# US green card time frames?



## Auntgogo (May 1, 2013)

I am a US citizen and my husband is a UK citizen. We were married Sept. 2012. We are both in our 60's and retired. We would like to be able to split our time more or less equally between our 2 countries. I have already obtained a spouse visa for the UK which is good for approx. 2.5 years. We are both currently in the UK. 

We have submitted an I-130 application for my husband, but so far have only received an acknowledgment of receipt (about a month ago) with no number of any type. How long can we realistically expect this process to take from this point forward? And is it possible for him to re-enter the US as a visitor for 90 days or less while this application process is still pending?  We don't wish to be separated, but on the other hand I don't really wish to go as much as a year or more without seeing my children or my aging mother.


----------



## Crawford (Jan 23, 2011)

Auntgogo said:


> I am a US citizen and my husband is a UK citizen. We were married Sept. 2012. We are both in our 60's and retired. We would like to be able to split our time more or less equally between our 2 countries. I have already obtained a spouse visa for the UK which is good for approx. 2.5 years. We are both currently in the UK.

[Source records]
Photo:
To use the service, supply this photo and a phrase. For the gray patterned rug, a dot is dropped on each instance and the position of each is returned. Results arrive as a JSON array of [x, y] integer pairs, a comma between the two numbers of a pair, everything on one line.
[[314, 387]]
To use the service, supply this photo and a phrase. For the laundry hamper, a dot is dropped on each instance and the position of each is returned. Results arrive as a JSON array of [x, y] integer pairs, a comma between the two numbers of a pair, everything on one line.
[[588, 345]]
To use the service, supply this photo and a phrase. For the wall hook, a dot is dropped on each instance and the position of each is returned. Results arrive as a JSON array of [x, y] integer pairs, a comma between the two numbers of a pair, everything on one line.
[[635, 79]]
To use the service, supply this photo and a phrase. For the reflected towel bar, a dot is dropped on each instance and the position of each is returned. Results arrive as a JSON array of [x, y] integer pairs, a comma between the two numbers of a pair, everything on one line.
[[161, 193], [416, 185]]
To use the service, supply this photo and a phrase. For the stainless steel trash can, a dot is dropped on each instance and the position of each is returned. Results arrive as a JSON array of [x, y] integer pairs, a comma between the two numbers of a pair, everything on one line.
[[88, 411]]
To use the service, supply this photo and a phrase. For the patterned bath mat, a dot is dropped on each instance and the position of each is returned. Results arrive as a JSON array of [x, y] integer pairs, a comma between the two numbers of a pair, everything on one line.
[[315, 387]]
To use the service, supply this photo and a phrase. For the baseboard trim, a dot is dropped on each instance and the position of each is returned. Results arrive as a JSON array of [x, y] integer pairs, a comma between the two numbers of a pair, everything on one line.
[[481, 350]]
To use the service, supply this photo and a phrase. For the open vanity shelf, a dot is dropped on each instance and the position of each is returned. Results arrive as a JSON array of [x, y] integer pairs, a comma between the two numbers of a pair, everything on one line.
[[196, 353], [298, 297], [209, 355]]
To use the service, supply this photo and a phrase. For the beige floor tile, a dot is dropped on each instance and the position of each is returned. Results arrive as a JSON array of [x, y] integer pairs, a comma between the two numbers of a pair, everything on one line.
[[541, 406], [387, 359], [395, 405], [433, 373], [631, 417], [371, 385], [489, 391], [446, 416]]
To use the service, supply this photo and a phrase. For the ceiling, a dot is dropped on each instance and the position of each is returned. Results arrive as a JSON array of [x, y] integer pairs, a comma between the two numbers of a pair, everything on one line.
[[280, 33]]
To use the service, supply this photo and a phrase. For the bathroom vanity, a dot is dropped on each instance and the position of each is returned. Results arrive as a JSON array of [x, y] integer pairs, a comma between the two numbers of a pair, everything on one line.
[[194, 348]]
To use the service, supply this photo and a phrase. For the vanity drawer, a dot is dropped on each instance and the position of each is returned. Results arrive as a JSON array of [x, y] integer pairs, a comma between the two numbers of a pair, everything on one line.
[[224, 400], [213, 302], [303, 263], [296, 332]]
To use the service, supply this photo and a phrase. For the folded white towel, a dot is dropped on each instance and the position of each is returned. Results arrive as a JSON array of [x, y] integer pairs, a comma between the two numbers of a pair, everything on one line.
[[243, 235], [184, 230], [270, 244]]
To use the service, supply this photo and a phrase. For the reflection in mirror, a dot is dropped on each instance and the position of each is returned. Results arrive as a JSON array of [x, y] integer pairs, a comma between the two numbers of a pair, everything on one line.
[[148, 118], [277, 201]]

__BRIEF__:
Edit the green card thread by rewriting the part that opens with the words containing "## Auntgogo (May" and closes with "my aging mother.", putting "partner" wherever "husband" appears. These items have no connection to the green card thread.

__COMPLETE RESPONSE__:
## Auntgogo (May 1, 2013)

I am a US citizen and my partner is a UK citizen. We were married Sept. 2012. We are both in our 60's and retired. We would like to be able to split our time more or less equally between our 2 countries. I have already obtained a spouse visa for the UK which is good for approx. 2.5 years. We are both currently in the UK. 

We have submitted an I-130 application for my partner, but so far have only received an acknowledgment of receipt (about a month ago) with no number of any type. How long can we realistically expect this process to take from this point forward? And is it possible for him to re-enter the US as a visitor for 90 days or less while this application process is still pending?  We don't wish to be separated, but on the other hand I don't really wish to go as much as a year or more without seeing my children or my aging mother.